(Position identification records)
────────────────────

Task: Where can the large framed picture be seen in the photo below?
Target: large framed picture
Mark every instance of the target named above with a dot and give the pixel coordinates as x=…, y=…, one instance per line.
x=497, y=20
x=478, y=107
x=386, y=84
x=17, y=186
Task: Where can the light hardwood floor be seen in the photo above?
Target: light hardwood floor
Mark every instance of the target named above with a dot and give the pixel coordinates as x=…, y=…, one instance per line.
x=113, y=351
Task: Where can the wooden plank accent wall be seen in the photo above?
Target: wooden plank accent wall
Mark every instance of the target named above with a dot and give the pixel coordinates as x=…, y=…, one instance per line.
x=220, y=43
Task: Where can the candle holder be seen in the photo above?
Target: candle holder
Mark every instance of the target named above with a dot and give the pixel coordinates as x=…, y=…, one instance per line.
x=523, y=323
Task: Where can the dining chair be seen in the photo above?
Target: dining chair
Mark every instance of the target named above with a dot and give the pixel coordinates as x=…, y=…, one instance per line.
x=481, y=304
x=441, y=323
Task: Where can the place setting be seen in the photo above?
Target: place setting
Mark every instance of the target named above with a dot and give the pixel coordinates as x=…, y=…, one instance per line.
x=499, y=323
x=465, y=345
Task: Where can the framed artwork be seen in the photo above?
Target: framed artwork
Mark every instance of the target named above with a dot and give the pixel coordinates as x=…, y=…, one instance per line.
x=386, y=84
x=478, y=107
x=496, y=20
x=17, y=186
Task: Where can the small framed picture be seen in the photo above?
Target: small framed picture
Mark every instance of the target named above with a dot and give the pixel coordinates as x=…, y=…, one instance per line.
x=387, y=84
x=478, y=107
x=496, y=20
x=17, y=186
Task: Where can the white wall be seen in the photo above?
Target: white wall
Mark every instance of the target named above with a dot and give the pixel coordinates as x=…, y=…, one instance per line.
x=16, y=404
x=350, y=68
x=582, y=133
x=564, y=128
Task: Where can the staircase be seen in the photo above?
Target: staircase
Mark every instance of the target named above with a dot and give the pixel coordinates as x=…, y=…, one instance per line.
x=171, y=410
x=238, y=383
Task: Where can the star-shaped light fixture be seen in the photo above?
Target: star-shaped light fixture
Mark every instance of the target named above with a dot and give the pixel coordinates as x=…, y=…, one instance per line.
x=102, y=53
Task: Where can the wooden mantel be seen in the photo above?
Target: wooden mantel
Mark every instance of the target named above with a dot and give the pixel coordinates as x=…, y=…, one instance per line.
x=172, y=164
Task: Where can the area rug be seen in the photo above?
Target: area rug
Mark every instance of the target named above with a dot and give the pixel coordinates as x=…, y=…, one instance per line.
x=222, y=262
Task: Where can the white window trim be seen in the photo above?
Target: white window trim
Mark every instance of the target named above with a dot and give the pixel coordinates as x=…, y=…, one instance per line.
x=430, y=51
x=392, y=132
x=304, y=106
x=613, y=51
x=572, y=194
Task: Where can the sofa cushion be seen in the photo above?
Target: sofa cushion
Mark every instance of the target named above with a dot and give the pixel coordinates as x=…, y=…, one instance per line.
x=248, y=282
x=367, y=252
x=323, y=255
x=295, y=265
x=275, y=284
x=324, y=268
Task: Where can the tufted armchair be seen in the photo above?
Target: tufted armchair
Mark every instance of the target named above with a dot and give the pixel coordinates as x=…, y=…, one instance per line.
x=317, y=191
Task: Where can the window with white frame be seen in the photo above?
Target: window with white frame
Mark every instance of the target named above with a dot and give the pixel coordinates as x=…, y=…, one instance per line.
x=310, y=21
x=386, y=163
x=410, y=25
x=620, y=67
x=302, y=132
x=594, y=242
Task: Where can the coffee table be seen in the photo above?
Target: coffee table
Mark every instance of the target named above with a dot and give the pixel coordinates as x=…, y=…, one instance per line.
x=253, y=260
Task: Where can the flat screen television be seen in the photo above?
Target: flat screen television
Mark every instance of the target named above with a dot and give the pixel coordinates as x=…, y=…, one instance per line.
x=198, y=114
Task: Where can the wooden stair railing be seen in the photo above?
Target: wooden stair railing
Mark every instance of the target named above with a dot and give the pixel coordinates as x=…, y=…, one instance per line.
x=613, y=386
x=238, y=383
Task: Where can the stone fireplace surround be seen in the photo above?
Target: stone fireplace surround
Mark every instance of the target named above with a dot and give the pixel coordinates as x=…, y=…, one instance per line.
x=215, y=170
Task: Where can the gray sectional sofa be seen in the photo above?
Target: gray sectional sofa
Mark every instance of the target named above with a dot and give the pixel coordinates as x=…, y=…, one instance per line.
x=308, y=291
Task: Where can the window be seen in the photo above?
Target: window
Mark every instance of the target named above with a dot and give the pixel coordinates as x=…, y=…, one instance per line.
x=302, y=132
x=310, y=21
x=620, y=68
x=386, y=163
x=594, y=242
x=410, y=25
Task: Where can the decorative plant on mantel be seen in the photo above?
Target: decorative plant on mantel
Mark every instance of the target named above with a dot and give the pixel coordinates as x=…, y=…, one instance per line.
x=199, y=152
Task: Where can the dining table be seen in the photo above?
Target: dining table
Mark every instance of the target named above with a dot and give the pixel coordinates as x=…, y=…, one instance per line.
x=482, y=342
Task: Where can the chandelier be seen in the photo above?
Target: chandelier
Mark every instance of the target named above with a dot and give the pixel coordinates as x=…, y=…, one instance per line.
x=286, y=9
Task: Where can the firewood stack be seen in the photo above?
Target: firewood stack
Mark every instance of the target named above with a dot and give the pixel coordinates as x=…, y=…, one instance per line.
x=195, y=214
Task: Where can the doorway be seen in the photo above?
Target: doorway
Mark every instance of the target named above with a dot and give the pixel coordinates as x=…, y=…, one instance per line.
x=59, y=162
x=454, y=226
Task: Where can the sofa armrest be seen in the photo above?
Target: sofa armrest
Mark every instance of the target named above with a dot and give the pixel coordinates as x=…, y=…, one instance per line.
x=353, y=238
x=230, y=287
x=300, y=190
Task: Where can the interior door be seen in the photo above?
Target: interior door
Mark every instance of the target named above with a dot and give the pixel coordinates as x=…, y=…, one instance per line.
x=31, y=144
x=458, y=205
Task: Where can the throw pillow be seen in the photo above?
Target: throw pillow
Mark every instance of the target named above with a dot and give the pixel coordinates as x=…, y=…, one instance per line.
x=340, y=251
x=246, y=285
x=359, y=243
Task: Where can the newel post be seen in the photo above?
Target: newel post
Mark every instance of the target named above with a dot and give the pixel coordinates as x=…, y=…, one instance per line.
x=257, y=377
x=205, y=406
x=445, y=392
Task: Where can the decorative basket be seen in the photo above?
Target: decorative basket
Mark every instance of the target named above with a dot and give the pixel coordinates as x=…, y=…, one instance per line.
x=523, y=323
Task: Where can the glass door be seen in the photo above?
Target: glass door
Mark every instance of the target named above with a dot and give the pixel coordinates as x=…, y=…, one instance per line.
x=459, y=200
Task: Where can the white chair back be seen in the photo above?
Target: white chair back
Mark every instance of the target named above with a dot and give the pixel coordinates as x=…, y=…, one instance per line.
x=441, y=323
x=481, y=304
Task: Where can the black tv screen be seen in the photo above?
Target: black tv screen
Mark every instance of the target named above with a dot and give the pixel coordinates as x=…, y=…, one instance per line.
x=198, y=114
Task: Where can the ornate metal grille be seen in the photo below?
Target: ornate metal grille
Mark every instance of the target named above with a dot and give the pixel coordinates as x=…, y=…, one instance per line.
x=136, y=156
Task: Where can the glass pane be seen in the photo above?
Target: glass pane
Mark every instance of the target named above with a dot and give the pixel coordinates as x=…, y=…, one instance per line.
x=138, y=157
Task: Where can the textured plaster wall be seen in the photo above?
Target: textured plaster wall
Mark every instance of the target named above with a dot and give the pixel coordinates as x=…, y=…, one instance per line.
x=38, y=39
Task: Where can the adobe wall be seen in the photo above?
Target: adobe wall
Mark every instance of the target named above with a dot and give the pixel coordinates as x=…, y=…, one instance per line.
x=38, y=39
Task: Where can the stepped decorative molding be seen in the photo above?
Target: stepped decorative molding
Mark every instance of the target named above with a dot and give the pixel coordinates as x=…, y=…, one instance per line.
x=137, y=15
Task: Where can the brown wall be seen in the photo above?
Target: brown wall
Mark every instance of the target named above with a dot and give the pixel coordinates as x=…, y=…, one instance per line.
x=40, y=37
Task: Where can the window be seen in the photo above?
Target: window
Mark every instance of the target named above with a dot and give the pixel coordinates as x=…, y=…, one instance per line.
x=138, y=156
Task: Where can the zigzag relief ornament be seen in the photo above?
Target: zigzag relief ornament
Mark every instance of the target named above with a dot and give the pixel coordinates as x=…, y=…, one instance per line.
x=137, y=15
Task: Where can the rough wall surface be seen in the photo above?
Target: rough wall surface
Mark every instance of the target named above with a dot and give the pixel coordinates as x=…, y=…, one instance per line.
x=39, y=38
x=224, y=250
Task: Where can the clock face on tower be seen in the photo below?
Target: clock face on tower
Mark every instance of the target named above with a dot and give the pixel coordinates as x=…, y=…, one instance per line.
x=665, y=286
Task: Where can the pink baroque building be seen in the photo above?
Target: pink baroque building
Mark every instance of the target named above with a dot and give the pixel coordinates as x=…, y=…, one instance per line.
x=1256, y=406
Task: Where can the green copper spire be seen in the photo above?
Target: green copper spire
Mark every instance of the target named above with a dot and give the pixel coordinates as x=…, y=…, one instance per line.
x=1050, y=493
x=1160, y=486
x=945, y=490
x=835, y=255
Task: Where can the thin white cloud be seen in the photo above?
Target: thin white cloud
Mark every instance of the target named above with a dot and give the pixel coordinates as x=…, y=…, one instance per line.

────────────────────

=== Stated task ===
Exactly reproduce the lines beginning with the one that contains "Task: Where can the clock" and ending with the last line of the material, both included. Leave out everything else.

=== Answer to the problem ===
Task: Where can the clock face on tower be seen in the photo below?
Target: clock face on tower
Mark every instance of the target named above with a dot and give the pixel coordinates as x=…, y=…, one instance per line.
x=665, y=286
Task: Where can the pink baroque building be seen in the photo above?
Target: pink baroque building
Mark every instance of the target named above with a dot and give the pixel coordinates as x=…, y=…, one instance per line.
x=1256, y=406
Task: Where can the green copper spire be seen in the photo above?
Target: green copper spire
Mark every instance of the target named above with a dot and give the pixel coordinates as x=…, y=…, one instance per line.
x=1050, y=493
x=1160, y=486
x=945, y=490
x=835, y=255
Task: Where can the thin white cloud be seen in the photo above?
Target: thin white cloud
Mark every instance of the target named above with a dot and give the pixel coordinates as x=…, y=…, one instance per line.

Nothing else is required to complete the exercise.